Start of DATA SUPPLIED
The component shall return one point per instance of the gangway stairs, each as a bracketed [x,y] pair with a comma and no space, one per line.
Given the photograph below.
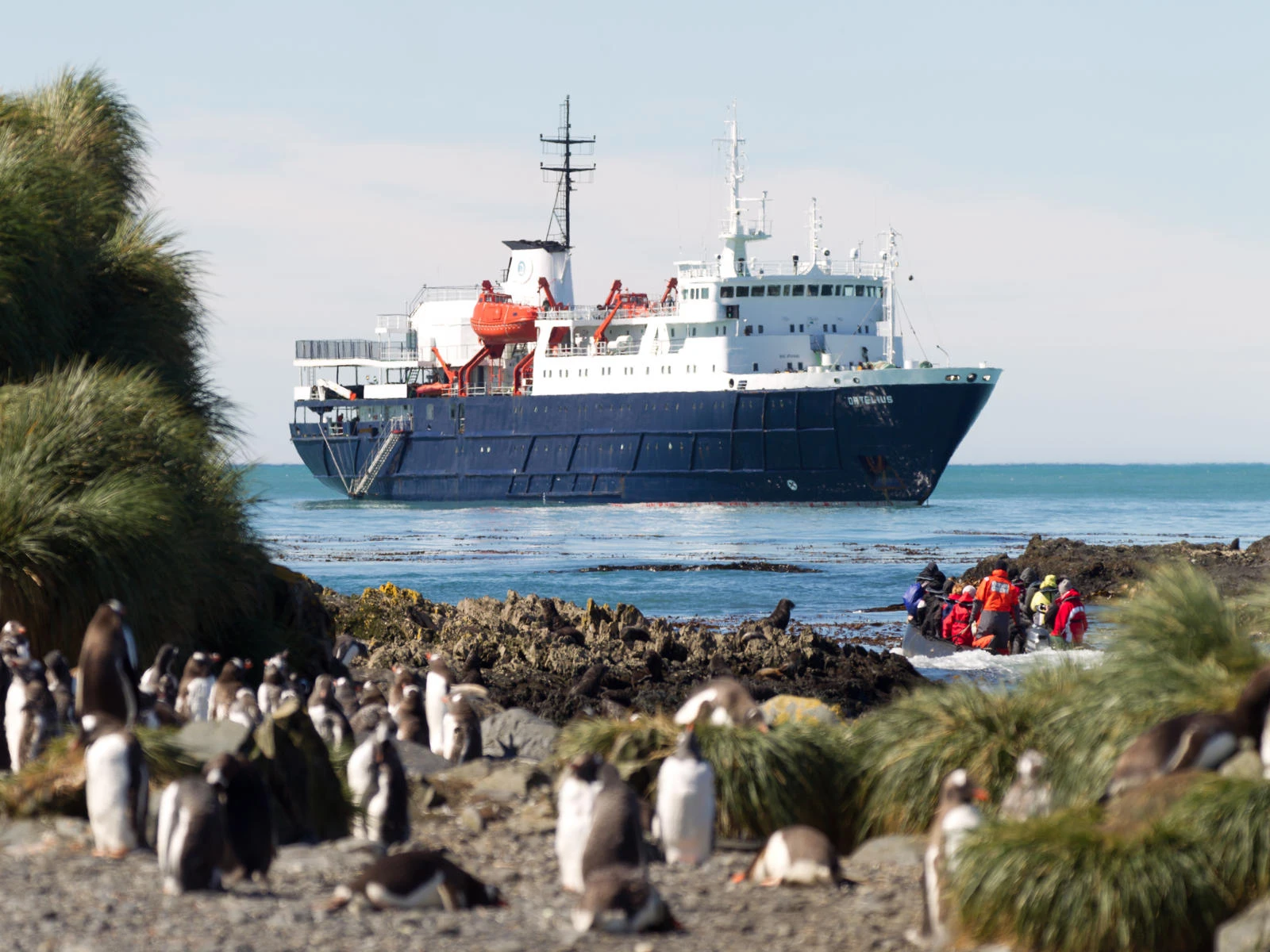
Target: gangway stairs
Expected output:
[400,427]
End of DATA SUPPLIED
**WRITTEN TASK:**
Rewrite these lines with "gangway stairs" replaced by "boarding stairs" and nothing else changed. Omit the pictures from your answer.

**SOLUTION BELOW:**
The component shall return one point per instance of the boarding stairs, each as a bracketed [x,y] pair with a comma and no space, one per line.
Given the photograph below.
Target: boarding stairs
Expected output:
[400,427]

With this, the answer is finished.